PASSAGE FOR REVIEW.
┌────────

So, where was my mistake? You've probably already guessed, dear reader (I suck at mysteries, too). My fallacious assumption that a facility with "telling the tale" would emerge seems, in hindsight, rather amazing to have held. But I've held onto it for a long time. Slowly, slowly, the accumulating evidence comes that my ideas are half-baked, that my story and characters are derivative, and that (here's the kicker), my imagination is surprisingly, almost radically impoverished.

This isn't to say that I don't have one; it's preposterously, distractingly active. Sometimes so much so that I think I could spend my life trying to explicate what goes on in there. So much so that it seems bizarrely unlikely that it couldn't make the stuff of a basic fantasy novel or seven.

But it doesn't seem translate itself into story very well; rather, I describe what I have in my head about as well as anyone does their dreams. Which is to say, vaguely, and with a frustrating awareness that the dream itself was powerful and unique, even if the phrases used to recall it over breakfast seem stale and warmed-over

Nevertheless: I'm trying, and I continue to try, but in this increasingly difficult task I now understand both the genius of a good storytelling and the true limits of my abilities in a way that sickens and humbles me. Here's the painful lesson: what I really need is the same quality of being possessed by language itself that torments and enables the writer of inspired prose. In the end, I begin to think that it doesn't matter if your model is Stephen Dedalus or Stephen King. It don't mean a thing, if you ain't got that swing.

└────────

INPUT DATA.
┌────────

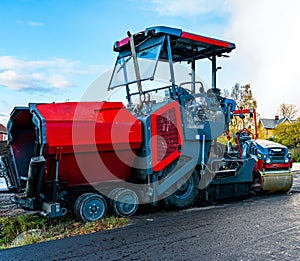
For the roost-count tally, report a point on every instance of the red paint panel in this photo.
(98, 140)
(206, 40)
(166, 135)
(123, 42)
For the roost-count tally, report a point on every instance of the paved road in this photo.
(263, 228)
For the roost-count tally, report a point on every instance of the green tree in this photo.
(287, 110)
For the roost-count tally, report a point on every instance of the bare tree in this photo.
(287, 110)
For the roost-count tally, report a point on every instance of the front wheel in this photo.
(186, 195)
(90, 207)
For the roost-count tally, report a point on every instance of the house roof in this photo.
(273, 123)
(2, 129)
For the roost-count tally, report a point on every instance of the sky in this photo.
(52, 50)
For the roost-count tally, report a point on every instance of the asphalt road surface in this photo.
(259, 228)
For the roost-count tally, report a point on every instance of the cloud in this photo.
(40, 75)
(31, 23)
(267, 37)
(186, 8)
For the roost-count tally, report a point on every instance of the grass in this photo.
(33, 228)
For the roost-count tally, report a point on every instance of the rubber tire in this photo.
(186, 198)
(82, 204)
(124, 209)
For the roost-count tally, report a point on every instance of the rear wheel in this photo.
(124, 202)
(186, 194)
(90, 207)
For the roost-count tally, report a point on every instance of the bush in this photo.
(295, 152)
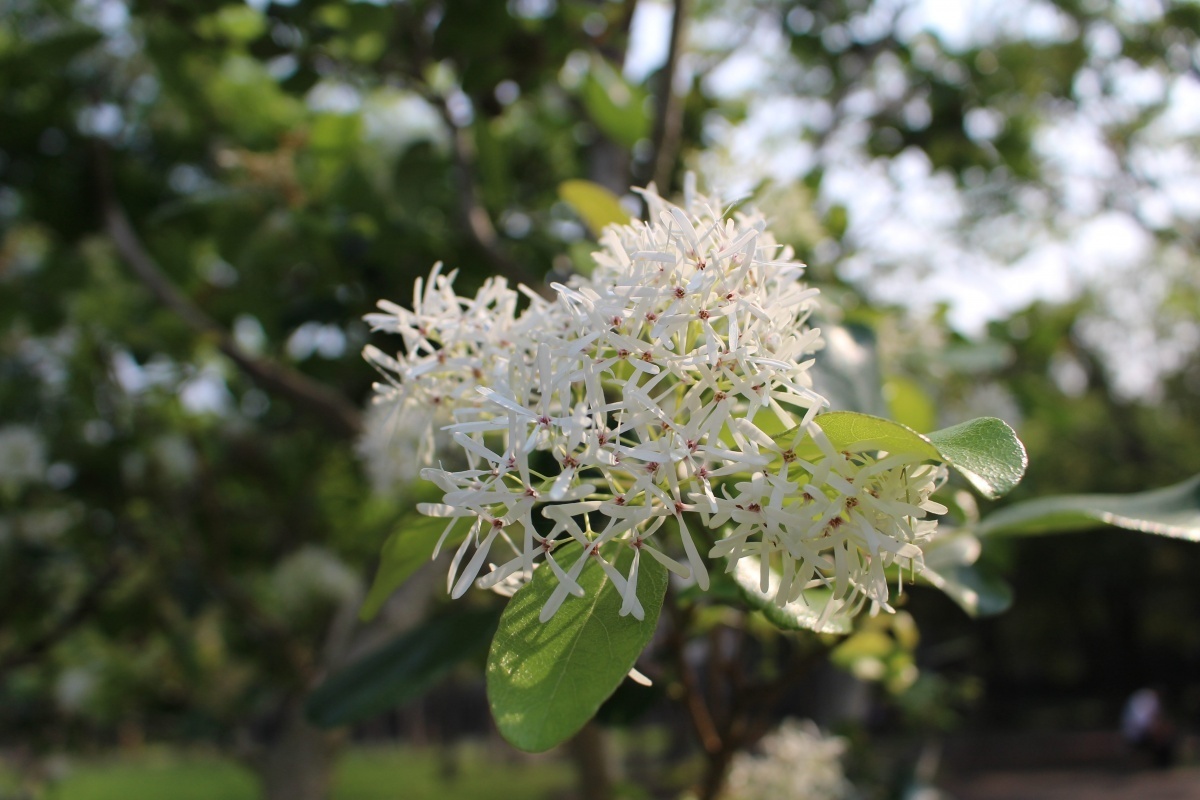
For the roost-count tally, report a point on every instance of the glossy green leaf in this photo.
(409, 547)
(859, 432)
(400, 671)
(595, 205)
(985, 450)
(797, 615)
(616, 107)
(1171, 511)
(975, 589)
(545, 680)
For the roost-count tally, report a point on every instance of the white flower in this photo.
(637, 400)
(22, 456)
(796, 762)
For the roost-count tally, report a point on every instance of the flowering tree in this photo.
(654, 433)
(658, 415)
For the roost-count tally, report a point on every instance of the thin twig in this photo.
(328, 404)
(694, 696)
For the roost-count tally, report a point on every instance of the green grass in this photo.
(361, 774)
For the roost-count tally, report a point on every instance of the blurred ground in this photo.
(1182, 783)
(1091, 765)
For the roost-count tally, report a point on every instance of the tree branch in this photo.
(83, 607)
(669, 106)
(323, 402)
(474, 217)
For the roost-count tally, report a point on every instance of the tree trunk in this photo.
(295, 762)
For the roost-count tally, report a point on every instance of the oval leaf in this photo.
(545, 680)
(597, 206)
(857, 432)
(1171, 511)
(985, 450)
(977, 591)
(796, 615)
(409, 547)
(400, 671)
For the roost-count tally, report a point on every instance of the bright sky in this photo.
(907, 216)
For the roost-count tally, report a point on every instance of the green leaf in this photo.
(235, 23)
(1171, 511)
(595, 205)
(616, 107)
(858, 432)
(409, 547)
(797, 615)
(545, 680)
(909, 403)
(400, 671)
(978, 591)
(985, 450)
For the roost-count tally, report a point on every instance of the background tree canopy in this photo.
(198, 203)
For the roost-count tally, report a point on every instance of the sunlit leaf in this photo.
(1171, 511)
(409, 547)
(975, 589)
(595, 205)
(985, 450)
(545, 680)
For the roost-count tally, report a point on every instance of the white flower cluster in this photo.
(797, 762)
(645, 396)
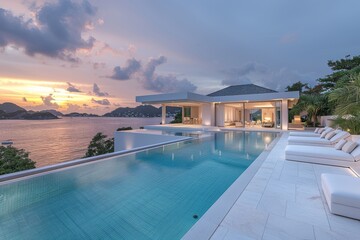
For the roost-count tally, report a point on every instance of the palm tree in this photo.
(313, 104)
(347, 98)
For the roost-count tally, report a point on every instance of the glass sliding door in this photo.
(278, 114)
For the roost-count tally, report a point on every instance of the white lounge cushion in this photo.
(324, 133)
(304, 134)
(330, 135)
(342, 194)
(340, 135)
(321, 130)
(356, 153)
(309, 141)
(340, 144)
(349, 146)
(317, 152)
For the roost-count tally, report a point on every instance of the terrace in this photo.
(283, 200)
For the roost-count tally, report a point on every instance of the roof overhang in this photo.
(193, 97)
(173, 98)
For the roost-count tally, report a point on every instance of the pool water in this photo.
(152, 194)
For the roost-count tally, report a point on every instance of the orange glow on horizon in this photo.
(31, 94)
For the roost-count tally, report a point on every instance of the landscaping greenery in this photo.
(13, 160)
(101, 144)
(336, 94)
(177, 118)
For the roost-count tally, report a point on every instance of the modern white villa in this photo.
(246, 105)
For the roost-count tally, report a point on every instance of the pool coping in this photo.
(60, 166)
(206, 226)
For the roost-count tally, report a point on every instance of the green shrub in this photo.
(177, 118)
(124, 129)
(99, 145)
(14, 160)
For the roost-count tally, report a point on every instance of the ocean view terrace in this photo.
(162, 120)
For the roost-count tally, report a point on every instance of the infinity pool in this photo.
(152, 194)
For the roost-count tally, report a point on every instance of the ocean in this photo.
(55, 141)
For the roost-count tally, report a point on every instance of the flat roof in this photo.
(193, 97)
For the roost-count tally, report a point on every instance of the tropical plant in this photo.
(177, 118)
(347, 101)
(313, 105)
(349, 123)
(99, 145)
(13, 159)
(342, 70)
(347, 98)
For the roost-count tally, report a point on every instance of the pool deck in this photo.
(284, 200)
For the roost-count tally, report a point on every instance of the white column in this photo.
(220, 115)
(207, 114)
(284, 114)
(163, 114)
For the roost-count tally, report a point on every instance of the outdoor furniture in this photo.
(239, 124)
(322, 155)
(308, 134)
(268, 124)
(314, 141)
(342, 194)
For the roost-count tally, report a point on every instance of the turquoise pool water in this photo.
(152, 194)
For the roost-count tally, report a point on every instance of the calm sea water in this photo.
(152, 194)
(54, 141)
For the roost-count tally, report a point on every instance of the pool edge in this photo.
(211, 220)
(77, 162)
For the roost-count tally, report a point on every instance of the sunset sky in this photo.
(94, 56)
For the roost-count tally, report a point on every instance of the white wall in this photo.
(208, 114)
(326, 121)
(220, 115)
(126, 140)
(284, 114)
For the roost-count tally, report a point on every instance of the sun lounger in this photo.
(308, 134)
(342, 194)
(314, 141)
(322, 155)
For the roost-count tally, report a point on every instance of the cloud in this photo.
(72, 88)
(289, 38)
(124, 73)
(72, 107)
(98, 65)
(163, 83)
(263, 75)
(47, 101)
(150, 80)
(104, 102)
(97, 91)
(56, 31)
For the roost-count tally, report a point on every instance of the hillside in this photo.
(53, 112)
(141, 111)
(8, 107)
(76, 114)
(23, 114)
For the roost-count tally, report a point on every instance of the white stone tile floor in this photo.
(284, 200)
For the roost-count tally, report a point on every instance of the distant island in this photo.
(12, 111)
(142, 111)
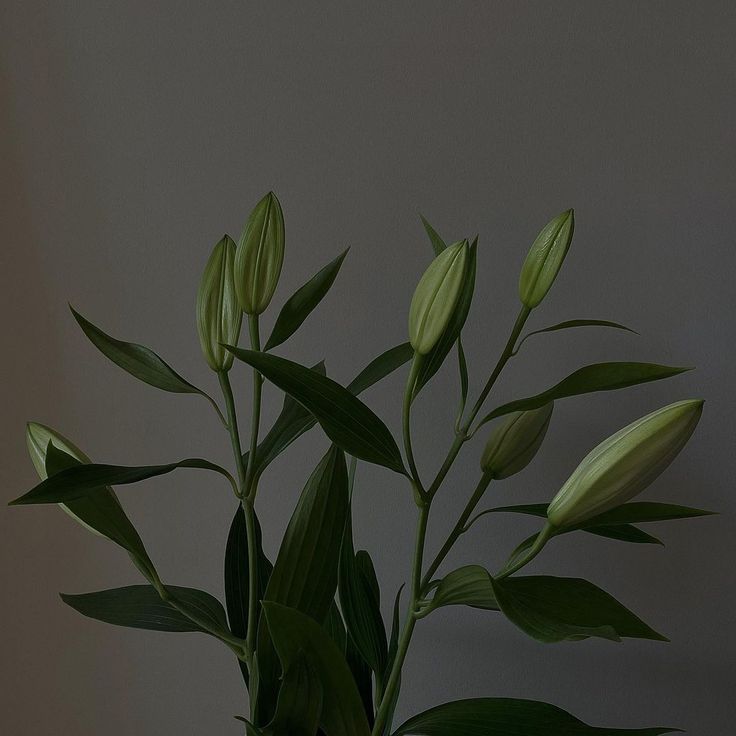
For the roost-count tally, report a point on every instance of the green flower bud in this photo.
(436, 296)
(218, 312)
(625, 464)
(38, 437)
(545, 258)
(514, 443)
(260, 255)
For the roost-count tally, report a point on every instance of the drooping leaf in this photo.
(572, 323)
(590, 379)
(346, 420)
(295, 634)
(79, 480)
(141, 607)
(438, 244)
(299, 705)
(304, 300)
(434, 359)
(552, 609)
(467, 586)
(138, 360)
(100, 510)
(507, 716)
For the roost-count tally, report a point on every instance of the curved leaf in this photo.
(590, 379)
(552, 609)
(294, 635)
(303, 301)
(346, 420)
(140, 607)
(507, 716)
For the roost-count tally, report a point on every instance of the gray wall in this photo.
(135, 133)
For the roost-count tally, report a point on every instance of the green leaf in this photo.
(294, 635)
(438, 244)
(552, 609)
(140, 607)
(434, 359)
(591, 378)
(575, 323)
(304, 300)
(346, 420)
(100, 509)
(79, 480)
(507, 716)
(300, 701)
(467, 586)
(137, 360)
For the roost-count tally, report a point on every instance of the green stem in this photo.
(458, 529)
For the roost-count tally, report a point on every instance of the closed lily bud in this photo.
(218, 312)
(436, 296)
(514, 443)
(260, 255)
(625, 464)
(38, 437)
(545, 258)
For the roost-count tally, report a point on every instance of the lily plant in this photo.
(307, 629)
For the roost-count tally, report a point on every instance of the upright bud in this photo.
(545, 258)
(218, 312)
(436, 296)
(514, 443)
(260, 255)
(625, 464)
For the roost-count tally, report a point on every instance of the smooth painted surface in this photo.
(136, 133)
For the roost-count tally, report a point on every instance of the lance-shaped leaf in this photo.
(137, 360)
(434, 359)
(552, 609)
(346, 420)
(141, 607)
(572, 323)
(507, 716)
(79, 480)
(304, 300)
(294, 635)
(590, 379)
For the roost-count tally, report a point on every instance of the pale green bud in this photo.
(514, 443)
(436, 296)
(218, 313)
(260, 255)
(38, 437)
(625, 464)
(545, 258)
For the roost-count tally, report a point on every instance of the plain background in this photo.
(136, 133)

└────────

SET OF TASKS.
(a) Answer these questions from the passage about storytelling:
(i) What three things does the accumulating evidence show about the narrator's work and imagination?
(ii) How well does the narrator say they describe what is in their head?
(iii) Which two Stephens does the passage name as possible models?
(b) Write the next part of the passage about storytelling, picking up right after its final sentence.

YOUR WRITTEN ANSWERS.
(a)
(i) The ideas are half-baked, the story and characters are derivative, and the imagination is surprisingly, almost radically impoverished.
(ii) About as well as anyone describes their dreams: vaguely, and with a frustrating awareness that the dream itself was powerful and unique.
(iii) Stephen Dedalus and Stephen King.

(b)
Friday Quiz Followup: Areas Decoded

A quick breakdown of the correct answers from Friday's return to our occasional obsession with atlas-factoids. No clear winner in all categories emerged, but the only undisputed claim to correctitude is held by Bootsy, Marquise d'Yogurt, with her answer to No. 3. We bestow upon her the laurels. Here follows some further illumination on the answers.

1.Out of 194 nations listed in the UN Demographic Yearbook, which four share the distinction being at the median in terms of total land area? Here's a hint: one is in Asia, one in the Americas, and two are in Africa.

Bootsy was the only one to turn in a correct answer, with North Korea (120,538 km2). The others are Nicaragua (130,000 km2), Malawi (118,484 km2), and Eritrea (117,600 km2). Some of the guesses following the ID of North Korea were Cameroon, Zimbabwe, Congo and Morocco (all about three times the size of these countries). Libya is way up there, the 16th largest country by area. Greece however, was a very close guess, being just a thousand square kilmoters bigger than Nicaragua. Japan, by the way. Costa Rica, another guess, is relatively tiny, just over 51,000 km2.

2.Slicing that same list another way, what's country has a geographical area that most closely approaches the average?

At 676,578 km2, the most average country turns out to be the one under the thumb of Chairman of the State Peace and Development Council Than Shwe, military ruler of Myanmar (or Burma, if you prefer to abstain from the regime's choice of name). In ordinal terms, Myanmar/Burma is No. 39 on the list, coming appropriately between Z-for-Zambia and A-for-Afghanistan.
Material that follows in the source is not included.